SHORT TASK » Start at the line containing "the stone sidewalk" and transcribe every line exactly through the end of the records below, and only those lines.

SOURCE MATERIAL »
###

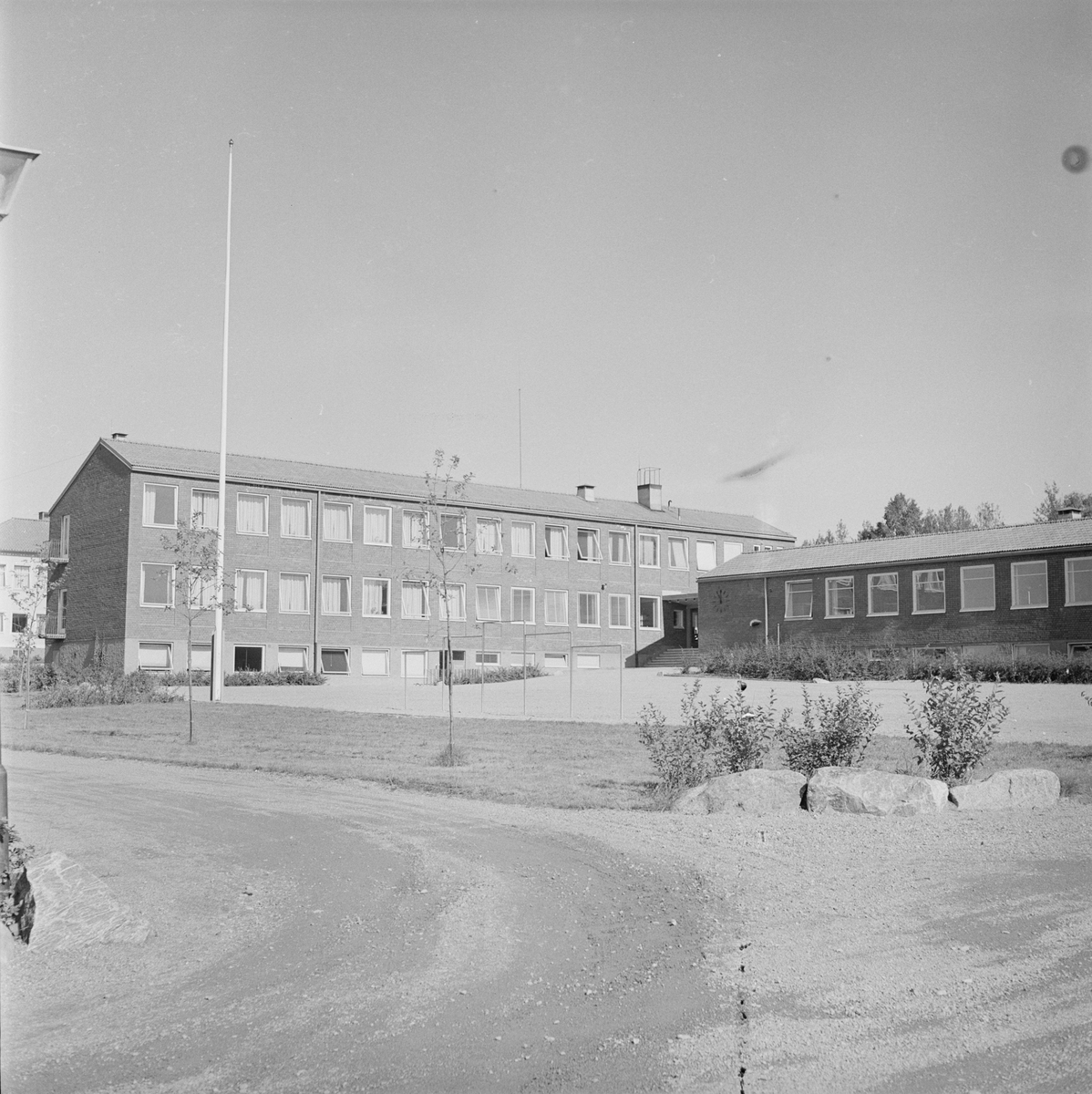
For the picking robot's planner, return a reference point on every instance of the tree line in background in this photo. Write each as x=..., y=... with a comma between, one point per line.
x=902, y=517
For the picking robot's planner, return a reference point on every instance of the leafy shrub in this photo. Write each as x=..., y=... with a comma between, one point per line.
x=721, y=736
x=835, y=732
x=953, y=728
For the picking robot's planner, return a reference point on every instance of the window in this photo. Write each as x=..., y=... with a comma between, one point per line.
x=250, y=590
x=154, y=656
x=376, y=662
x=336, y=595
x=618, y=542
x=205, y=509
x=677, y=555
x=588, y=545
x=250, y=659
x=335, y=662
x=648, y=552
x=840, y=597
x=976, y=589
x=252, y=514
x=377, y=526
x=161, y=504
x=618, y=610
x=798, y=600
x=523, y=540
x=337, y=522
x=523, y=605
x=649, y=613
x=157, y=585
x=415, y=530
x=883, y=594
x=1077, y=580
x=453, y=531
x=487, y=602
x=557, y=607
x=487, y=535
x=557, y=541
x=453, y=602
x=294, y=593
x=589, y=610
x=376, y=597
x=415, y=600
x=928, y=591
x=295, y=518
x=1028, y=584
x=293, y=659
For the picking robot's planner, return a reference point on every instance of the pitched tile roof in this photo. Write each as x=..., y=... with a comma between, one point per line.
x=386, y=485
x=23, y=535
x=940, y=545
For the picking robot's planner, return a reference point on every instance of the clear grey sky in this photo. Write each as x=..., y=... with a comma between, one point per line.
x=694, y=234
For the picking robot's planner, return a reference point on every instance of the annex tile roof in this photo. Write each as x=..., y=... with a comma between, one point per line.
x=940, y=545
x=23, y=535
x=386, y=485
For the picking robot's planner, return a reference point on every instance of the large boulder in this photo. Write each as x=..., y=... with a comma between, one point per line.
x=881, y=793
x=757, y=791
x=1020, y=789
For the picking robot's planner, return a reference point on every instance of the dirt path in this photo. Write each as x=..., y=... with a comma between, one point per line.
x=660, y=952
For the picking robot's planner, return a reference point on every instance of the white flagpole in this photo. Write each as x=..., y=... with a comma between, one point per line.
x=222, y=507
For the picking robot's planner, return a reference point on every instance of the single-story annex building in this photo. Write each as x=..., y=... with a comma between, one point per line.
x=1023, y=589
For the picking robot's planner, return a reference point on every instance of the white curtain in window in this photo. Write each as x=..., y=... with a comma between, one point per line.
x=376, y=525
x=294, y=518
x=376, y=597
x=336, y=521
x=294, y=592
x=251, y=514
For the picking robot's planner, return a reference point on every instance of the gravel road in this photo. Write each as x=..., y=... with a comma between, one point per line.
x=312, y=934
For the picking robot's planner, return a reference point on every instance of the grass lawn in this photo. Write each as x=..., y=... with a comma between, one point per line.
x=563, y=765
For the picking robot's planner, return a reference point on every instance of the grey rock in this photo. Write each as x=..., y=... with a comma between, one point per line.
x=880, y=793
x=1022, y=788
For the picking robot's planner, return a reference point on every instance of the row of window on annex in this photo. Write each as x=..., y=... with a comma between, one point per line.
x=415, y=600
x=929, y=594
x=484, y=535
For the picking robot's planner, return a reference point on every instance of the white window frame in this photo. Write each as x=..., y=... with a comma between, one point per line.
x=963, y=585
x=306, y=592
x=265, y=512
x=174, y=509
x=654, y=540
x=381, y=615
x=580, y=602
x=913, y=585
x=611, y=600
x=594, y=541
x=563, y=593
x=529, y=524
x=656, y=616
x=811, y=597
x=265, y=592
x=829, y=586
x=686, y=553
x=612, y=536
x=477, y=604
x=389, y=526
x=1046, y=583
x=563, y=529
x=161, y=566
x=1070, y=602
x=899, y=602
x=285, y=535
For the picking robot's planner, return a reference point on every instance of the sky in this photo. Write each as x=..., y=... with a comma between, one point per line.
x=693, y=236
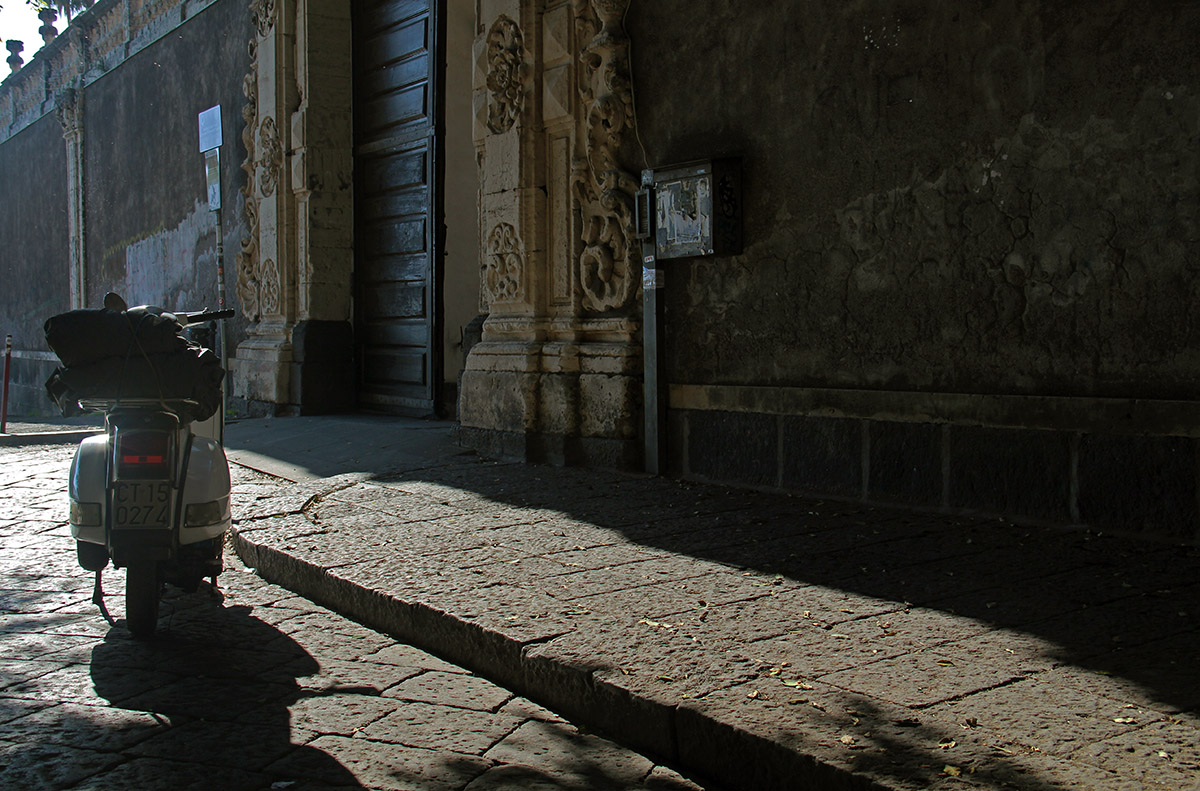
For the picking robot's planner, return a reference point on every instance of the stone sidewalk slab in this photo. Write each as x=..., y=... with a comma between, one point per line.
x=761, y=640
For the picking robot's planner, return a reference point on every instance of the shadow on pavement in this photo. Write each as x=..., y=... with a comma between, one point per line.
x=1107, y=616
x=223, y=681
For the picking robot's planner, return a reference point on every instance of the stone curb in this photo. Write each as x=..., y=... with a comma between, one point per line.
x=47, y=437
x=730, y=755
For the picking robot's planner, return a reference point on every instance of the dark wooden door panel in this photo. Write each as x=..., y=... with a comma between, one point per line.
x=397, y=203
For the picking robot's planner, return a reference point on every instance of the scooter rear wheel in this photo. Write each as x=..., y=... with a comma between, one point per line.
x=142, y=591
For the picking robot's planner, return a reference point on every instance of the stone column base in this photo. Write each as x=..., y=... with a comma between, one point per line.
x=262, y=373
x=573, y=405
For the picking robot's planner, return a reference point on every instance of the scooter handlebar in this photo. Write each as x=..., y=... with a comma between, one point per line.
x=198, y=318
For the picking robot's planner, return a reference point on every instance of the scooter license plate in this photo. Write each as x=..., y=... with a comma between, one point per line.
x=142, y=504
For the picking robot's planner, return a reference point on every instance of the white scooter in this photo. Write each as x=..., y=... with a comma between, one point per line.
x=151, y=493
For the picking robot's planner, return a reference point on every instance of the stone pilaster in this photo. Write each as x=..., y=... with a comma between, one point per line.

###

OUTPUT FOR THIS TASK »
For the picking robot's planner, return a reference point on every instance of the stone sidewalk slab in this photo. Write each as x=..., y=... with a comma between, one point per line.
x=761, y=640
For the picking robot's planner, return a reference point on every instance of the shadow on pavement in this photo. Write each as x=..., y=... with a comma between, one point per line.
x=1107, y=616
x=223, y=681
For the picking robot's planner, return a reference point on every instance of the stone curb in this photo. Write each as x=..., y=... with a comma between, one point per line.
x=47, y=437
x=730, y=755
For the picking robot's planner, return a reference point on every instance of the dark wooden door panel in this photo. Write each as x=..., y=... with a comma between, one point per line.
x=397, y=203
For the picking robot's planner, return a reference point on every instance of the scooter rear wheel in this photo. Write each as x=..., y=... with a comma between, one point per line.
x=142, y=591
For the picking robot's planner, return a reference point on every instance of the stone column base in this photo. Write each as x=..., y=... with a comma between, one point per line.
x=262, y=373
x=573, y=405
For the picking robot's planner, return a reference point on every instance of the scooter handlebar in this photo. Write each as x=..., y=... with a comma between, one point per line.
x=198, y=318
For the picking robot's planner, return a reference point on every instance of the scooter license plate in this photo. Write each as x=..., y=... with a comma between, one point per line.
x=142, y=504
For the picking robot's planner, return a reference point on every instance of the white scooter in this photo. Write each as x=..., y=... with a comma between, one point per line.
x=151, y=493
For the picking robot's planner, return a reference point on every instance of the stone pilaster in this photo. Write each as x=..., y=... with a comma between, one point per line.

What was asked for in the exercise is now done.